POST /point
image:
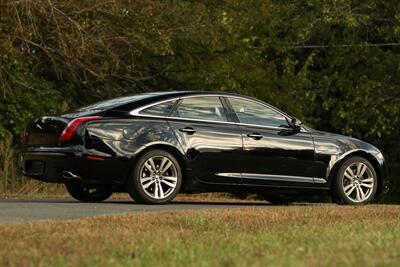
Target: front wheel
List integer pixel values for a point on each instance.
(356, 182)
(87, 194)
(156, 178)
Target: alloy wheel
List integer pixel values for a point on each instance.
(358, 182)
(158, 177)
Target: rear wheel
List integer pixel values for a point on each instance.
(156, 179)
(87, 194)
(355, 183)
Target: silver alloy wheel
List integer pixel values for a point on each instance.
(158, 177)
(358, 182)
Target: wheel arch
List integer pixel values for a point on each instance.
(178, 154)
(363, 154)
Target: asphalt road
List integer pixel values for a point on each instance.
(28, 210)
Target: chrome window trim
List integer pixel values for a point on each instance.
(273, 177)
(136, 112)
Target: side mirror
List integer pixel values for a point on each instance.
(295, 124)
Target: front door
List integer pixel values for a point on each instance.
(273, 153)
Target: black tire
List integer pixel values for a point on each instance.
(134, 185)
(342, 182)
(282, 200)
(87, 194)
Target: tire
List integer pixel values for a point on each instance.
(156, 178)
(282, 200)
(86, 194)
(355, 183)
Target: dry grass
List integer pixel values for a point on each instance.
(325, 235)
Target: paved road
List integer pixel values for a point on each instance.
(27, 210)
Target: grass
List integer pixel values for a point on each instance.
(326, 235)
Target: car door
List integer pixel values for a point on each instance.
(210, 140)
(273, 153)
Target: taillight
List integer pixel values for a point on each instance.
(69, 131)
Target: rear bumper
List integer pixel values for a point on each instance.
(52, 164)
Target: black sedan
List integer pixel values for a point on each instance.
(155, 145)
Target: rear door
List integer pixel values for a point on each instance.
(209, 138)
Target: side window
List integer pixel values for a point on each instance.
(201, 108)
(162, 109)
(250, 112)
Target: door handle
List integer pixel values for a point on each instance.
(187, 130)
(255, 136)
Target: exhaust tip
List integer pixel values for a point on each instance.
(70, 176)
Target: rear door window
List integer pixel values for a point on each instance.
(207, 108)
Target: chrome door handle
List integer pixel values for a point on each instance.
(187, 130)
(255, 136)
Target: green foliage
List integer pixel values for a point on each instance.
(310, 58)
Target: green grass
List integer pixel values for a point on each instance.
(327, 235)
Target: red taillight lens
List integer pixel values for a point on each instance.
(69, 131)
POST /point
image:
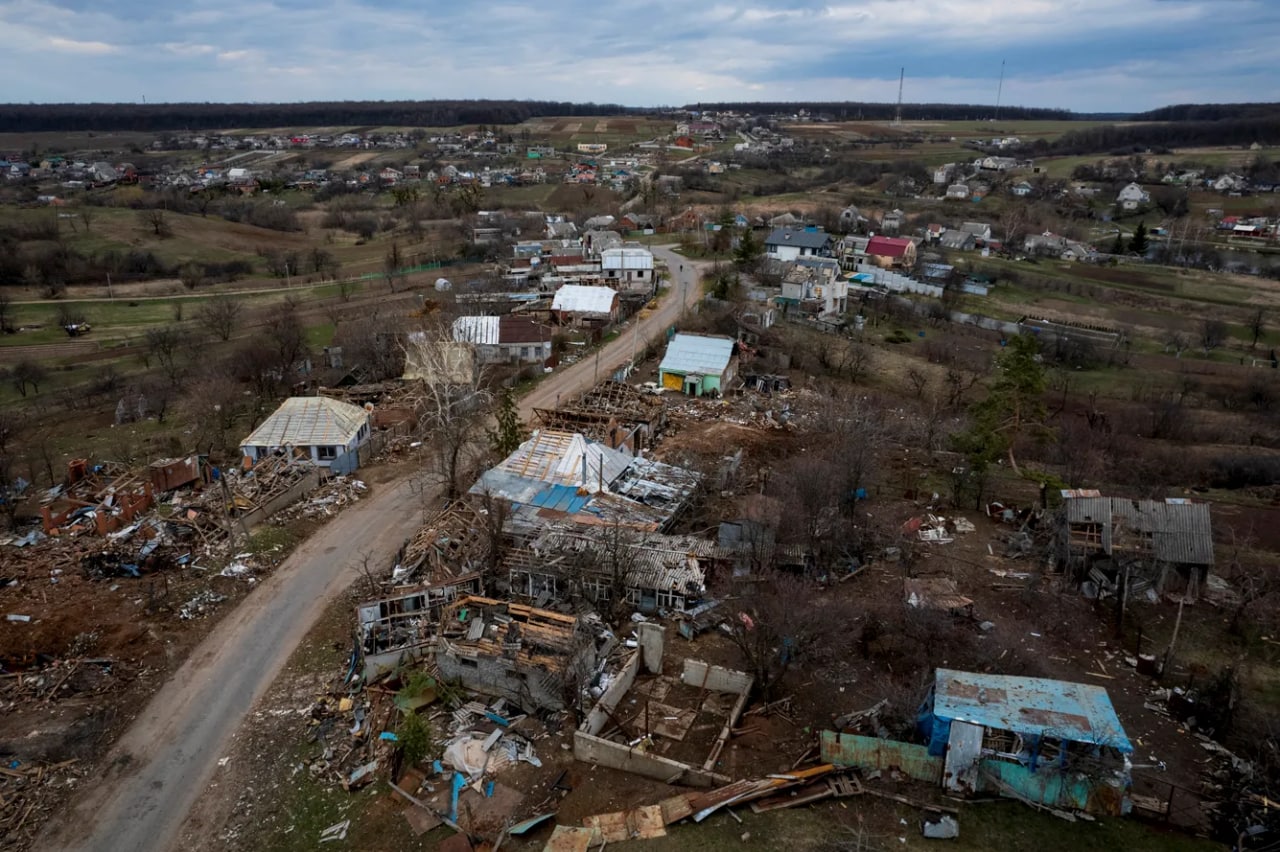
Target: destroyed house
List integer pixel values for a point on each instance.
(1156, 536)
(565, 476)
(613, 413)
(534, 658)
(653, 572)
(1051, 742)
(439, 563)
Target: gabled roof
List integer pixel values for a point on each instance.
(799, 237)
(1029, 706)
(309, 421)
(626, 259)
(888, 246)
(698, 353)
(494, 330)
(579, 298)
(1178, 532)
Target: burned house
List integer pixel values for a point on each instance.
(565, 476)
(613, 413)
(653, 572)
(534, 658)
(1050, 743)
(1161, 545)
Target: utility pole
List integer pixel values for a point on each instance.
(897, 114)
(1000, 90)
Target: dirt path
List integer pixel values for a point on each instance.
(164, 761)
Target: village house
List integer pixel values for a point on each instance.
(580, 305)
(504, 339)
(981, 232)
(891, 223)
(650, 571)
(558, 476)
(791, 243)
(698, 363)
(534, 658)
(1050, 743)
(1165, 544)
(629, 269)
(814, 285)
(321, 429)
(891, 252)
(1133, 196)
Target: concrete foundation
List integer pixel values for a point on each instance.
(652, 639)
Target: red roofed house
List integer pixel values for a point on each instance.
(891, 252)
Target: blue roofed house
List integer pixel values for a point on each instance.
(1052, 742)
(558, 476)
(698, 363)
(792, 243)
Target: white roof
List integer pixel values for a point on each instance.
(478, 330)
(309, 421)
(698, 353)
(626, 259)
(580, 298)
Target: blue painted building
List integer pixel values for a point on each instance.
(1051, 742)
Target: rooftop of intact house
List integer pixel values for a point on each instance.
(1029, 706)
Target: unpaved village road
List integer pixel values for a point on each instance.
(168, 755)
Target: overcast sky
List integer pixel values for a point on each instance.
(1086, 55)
== == ==
◆ **WHAT YOU SHOULD DO**
Take the line that contains "Target: rooftop of intact house" and each line after it down to the last of the records, and retype them exactly; add nothing else.

◆ **EXERCISE OUTPUT**
Target: rooftop of intact house
List integer pixel values for a point on each instance.
(1029, 706)
Target: unpaved village road
List integer pixel values for a point on each instance.
(168, 755)
Target: overcast sky
List integer pixel values for a point on each instance.
(1086, 55)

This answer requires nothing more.